Work task
Please write every entry out again, exactly as it reads below.

The data
══════════════════════════════

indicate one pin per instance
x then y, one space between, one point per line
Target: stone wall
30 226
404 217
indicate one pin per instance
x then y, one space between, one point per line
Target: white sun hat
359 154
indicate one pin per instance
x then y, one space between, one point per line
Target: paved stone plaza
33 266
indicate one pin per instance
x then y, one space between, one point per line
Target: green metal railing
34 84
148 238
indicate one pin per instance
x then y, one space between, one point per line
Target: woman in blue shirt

══════════════════════════════

Task output
indicate one pin per instance
x then y, one space between, one point per line
Target: stone wall
30 226
404 217
indicate one pin per instance
x then y, one space between, one point per line
Target: white sun hat
359 154
indicate one pin per instance
x then y, one space between, one point per line
Target: paved stone plaza
33 266
indicate one pin per instance
x then y, one space between, one point per line
Target: green metal railing
34 84
148 238
indicate one pin per instance
x then y, one space between, one point per line
Target: woman in blue shirt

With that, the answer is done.